• [Given text]
◇ ◇ ◇ ◇
This review summarizes recent results obtained by 11B solid-state nuclear magnetic resonance (NMR) on boron-doped diamond, grown by the high-pressure high-temperature (HPHT) or chemical vapor deposition techniques. Simple single-pulse experiments as well as advanced two-dimensional NMR experiments were applied to the boron sites in diamond. It is shown that magic-angle spinning at magnetic fields above 10 T is suitable for observation of high-resolution 11B spectra of boron-doped diamond. For boron-doped HPHT diamonds, the existence of the excess boron that does not contribute to electrical conductivity was confirmed and its 11B NMR signal was characterized. The point-defect structures (B+H complexes and -B-B-/-B-C-B- clusters), postulated previously for the excess boron, were discarded and graphite-like structures were assigned instead.
◇ ◇ ◇ ◇
• [What is required] Reproduce the passage from the text on boron-doped diamond that runs from "This review summarizes" up to and including "were assigned instead.".
◇ ◇ ◇ ◇
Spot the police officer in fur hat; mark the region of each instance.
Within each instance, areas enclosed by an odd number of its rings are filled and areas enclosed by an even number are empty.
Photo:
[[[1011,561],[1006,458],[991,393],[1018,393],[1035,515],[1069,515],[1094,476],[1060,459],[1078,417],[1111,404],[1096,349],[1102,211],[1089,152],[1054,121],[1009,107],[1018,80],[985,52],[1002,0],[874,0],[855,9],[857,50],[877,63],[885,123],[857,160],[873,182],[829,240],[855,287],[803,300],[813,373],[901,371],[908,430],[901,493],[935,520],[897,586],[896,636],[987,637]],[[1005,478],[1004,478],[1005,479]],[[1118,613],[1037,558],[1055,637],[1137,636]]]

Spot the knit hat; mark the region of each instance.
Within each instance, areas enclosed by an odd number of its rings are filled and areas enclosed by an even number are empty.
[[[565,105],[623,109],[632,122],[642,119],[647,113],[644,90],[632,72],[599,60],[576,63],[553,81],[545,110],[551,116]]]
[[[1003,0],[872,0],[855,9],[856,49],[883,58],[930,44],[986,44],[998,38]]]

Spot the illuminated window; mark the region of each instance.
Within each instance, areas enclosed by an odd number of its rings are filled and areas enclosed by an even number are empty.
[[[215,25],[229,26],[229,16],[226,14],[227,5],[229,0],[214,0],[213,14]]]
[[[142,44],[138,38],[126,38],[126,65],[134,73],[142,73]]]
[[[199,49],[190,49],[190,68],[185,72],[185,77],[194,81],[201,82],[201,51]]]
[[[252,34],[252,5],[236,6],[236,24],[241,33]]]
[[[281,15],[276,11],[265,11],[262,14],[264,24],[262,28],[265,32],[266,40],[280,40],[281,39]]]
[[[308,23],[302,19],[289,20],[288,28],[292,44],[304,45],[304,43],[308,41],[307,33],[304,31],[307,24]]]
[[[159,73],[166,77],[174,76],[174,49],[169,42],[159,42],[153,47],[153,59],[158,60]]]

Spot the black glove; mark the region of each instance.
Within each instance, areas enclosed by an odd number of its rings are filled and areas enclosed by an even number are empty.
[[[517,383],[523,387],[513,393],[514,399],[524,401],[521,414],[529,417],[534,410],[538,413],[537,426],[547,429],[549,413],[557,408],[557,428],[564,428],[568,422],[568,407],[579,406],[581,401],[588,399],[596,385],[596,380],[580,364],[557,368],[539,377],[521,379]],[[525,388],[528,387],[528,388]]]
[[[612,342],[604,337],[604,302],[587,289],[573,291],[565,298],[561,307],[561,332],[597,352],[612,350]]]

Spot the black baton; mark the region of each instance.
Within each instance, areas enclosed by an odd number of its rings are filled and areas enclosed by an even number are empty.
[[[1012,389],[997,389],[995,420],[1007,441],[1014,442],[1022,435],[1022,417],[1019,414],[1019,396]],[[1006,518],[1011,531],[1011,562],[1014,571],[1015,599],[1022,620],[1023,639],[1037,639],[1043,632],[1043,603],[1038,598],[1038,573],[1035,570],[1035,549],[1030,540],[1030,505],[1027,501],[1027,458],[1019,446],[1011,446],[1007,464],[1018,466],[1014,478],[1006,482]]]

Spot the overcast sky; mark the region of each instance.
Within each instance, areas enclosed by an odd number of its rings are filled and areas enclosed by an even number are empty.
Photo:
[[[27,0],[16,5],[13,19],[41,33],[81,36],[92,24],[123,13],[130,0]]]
◇ ◇ ◇ ◇
• [Written response]
This review summarizes recent results obtained by 11B solid-state nuclear magnetic resonance (NMR) on boron-doped diamond, grown by the high-pressure high-temperature (HPHT) or chemical vapor deposition techniques. Simple single-pulse experiments as well as advanced two-dimensional NMR experiments were applied to the boron sites in diamond. It is shown that magic-angle spinning at magnetic fields above 10 T is suitable for observation of high-resolution 11B spectra of boron-doped diamond. For boron-doped HPHT diamonds, the existence of the excess boron that does not contribute to electrical conductivity was confirmed and its 11B NMR signal was characterized. The point-defect structures (B+H complexes and -B-B-/-B-C-B- clusters), postulated previously for the excess boron, were discarded and graphite-like structures were assigned instead.